INPUT DATA below:

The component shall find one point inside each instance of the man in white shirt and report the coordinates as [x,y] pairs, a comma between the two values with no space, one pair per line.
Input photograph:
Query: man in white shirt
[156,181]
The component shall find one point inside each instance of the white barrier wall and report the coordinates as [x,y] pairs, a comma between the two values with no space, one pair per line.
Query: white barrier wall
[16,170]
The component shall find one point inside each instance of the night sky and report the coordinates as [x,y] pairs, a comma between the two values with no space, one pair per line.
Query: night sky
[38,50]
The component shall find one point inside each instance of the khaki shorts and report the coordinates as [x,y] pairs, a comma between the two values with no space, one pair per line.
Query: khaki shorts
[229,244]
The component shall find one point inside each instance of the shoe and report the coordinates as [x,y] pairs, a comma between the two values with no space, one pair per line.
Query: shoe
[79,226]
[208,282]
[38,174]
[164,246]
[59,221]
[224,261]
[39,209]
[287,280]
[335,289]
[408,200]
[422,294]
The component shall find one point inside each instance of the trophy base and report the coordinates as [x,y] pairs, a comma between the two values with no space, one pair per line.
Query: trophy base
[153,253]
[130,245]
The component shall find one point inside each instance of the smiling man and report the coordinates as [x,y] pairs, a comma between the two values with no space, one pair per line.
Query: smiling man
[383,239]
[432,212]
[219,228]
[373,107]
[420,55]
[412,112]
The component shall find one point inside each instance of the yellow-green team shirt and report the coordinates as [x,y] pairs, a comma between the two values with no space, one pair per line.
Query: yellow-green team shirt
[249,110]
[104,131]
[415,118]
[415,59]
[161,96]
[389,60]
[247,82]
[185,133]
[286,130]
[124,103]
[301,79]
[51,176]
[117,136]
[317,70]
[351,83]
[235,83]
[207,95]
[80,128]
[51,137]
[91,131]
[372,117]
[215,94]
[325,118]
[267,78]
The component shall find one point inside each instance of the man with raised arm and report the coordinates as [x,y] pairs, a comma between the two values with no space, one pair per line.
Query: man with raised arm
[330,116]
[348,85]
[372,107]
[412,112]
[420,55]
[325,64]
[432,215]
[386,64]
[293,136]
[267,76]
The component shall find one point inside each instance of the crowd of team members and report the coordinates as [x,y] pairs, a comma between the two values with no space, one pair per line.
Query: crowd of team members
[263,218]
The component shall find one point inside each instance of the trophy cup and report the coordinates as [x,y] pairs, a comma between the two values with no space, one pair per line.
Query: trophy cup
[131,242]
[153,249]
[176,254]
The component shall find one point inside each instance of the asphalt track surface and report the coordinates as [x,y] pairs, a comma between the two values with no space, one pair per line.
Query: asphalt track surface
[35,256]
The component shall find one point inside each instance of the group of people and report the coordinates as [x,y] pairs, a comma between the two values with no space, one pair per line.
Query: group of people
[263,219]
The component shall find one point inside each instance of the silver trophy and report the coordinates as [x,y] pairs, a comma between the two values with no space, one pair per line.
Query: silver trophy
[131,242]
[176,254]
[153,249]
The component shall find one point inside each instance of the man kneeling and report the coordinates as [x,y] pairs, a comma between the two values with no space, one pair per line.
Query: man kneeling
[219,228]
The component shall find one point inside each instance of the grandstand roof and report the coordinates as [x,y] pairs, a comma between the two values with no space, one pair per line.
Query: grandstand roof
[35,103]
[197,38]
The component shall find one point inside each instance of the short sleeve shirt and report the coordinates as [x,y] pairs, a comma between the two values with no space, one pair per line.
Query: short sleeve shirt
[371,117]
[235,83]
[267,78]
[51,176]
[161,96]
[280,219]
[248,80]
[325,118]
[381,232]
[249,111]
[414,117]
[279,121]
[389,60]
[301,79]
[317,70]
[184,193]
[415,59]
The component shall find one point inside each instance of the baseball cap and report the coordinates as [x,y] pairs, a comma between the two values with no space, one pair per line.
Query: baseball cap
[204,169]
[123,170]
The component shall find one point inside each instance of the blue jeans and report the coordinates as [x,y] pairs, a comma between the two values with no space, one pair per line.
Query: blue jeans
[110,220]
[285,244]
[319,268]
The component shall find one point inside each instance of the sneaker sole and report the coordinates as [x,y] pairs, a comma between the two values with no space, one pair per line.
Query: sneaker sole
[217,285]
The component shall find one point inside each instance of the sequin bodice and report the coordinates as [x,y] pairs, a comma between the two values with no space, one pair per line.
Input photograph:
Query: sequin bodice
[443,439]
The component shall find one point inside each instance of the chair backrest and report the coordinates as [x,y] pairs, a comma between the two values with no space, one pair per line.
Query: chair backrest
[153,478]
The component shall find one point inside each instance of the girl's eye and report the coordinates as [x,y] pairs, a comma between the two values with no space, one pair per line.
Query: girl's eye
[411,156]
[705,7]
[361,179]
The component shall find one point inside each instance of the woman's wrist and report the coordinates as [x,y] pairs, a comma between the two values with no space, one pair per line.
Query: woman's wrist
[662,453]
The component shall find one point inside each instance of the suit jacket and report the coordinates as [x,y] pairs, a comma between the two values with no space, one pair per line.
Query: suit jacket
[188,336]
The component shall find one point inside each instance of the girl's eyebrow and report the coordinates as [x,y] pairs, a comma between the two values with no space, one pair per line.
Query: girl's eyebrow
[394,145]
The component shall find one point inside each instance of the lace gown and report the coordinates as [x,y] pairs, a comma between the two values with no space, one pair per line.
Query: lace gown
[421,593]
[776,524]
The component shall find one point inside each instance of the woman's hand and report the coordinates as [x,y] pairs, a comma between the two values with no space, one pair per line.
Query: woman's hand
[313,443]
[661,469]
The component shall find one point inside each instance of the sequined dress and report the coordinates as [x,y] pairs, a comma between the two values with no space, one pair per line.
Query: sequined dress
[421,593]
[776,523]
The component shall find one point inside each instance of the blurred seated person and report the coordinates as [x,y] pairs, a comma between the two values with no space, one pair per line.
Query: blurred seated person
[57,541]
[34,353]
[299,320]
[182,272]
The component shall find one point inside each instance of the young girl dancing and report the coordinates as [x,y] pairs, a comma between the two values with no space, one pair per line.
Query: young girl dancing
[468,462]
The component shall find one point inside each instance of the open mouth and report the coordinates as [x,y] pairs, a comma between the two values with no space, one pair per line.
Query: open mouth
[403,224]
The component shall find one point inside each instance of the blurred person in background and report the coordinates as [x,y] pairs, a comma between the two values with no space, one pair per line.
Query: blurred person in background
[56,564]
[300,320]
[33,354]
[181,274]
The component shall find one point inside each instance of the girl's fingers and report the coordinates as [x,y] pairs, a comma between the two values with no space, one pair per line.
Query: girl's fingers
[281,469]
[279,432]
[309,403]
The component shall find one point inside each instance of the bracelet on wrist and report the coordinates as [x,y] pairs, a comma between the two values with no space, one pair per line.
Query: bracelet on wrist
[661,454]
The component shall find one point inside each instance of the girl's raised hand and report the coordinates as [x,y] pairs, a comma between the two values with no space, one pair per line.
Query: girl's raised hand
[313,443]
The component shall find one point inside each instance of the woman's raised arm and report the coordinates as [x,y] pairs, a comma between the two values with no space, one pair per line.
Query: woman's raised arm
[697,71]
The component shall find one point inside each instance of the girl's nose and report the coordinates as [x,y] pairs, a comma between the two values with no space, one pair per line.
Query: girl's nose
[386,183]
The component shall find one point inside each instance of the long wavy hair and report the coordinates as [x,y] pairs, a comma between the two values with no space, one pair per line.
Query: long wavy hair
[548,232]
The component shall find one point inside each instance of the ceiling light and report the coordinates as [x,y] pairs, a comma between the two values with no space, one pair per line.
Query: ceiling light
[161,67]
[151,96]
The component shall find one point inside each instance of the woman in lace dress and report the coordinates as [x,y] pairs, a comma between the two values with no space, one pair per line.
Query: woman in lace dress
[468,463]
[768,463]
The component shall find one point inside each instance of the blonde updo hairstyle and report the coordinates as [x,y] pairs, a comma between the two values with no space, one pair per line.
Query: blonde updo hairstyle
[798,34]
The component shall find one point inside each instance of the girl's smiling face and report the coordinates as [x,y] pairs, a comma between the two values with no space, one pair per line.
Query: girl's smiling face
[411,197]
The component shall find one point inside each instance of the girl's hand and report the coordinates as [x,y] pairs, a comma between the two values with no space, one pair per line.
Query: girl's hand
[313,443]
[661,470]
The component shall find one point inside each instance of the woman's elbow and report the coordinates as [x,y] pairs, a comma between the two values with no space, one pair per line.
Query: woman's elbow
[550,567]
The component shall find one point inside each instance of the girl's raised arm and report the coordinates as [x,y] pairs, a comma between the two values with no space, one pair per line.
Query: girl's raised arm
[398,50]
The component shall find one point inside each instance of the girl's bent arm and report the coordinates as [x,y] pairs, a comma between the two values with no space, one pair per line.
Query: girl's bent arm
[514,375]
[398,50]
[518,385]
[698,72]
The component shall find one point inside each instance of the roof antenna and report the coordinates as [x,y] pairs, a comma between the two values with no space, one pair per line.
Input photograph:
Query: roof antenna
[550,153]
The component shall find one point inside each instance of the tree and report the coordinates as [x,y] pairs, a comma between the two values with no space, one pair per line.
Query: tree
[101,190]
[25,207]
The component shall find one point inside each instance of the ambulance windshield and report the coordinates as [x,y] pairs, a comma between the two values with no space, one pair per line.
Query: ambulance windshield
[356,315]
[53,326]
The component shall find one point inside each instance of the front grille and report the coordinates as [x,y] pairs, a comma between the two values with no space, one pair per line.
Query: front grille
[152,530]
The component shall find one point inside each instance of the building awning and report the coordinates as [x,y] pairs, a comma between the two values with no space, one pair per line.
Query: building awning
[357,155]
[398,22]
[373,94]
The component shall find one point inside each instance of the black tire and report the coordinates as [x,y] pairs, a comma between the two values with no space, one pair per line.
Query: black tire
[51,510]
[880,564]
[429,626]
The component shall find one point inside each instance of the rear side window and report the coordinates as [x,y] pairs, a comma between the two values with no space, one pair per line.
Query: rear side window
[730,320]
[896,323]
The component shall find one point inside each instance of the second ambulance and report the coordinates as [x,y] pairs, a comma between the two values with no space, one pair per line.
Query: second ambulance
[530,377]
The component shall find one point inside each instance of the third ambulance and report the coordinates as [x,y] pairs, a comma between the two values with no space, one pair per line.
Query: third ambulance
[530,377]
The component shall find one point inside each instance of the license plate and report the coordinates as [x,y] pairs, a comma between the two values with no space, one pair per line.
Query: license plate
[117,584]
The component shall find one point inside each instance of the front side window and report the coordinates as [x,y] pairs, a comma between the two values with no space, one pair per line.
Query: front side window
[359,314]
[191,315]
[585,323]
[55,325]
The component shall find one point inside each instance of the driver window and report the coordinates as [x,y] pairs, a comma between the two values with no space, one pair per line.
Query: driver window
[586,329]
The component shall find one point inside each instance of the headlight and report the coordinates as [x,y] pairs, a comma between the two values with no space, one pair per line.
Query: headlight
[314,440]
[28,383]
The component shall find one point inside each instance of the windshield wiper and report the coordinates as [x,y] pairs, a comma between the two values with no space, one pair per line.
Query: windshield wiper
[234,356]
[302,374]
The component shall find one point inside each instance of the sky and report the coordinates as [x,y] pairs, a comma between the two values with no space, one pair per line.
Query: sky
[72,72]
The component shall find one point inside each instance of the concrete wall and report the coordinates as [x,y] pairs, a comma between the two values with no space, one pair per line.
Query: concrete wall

End of INPUT DATA.

* **TASK TO COMPLETE**:
Go through the entries and copy every line that has "concrete".

* **YOUR SOLUTION**:
The component shall find one point inside each instance of the concrete wall and report the coordinates as [x,y] pairs, a comma between the two values with no space, one pair per line.
Query: concrete wall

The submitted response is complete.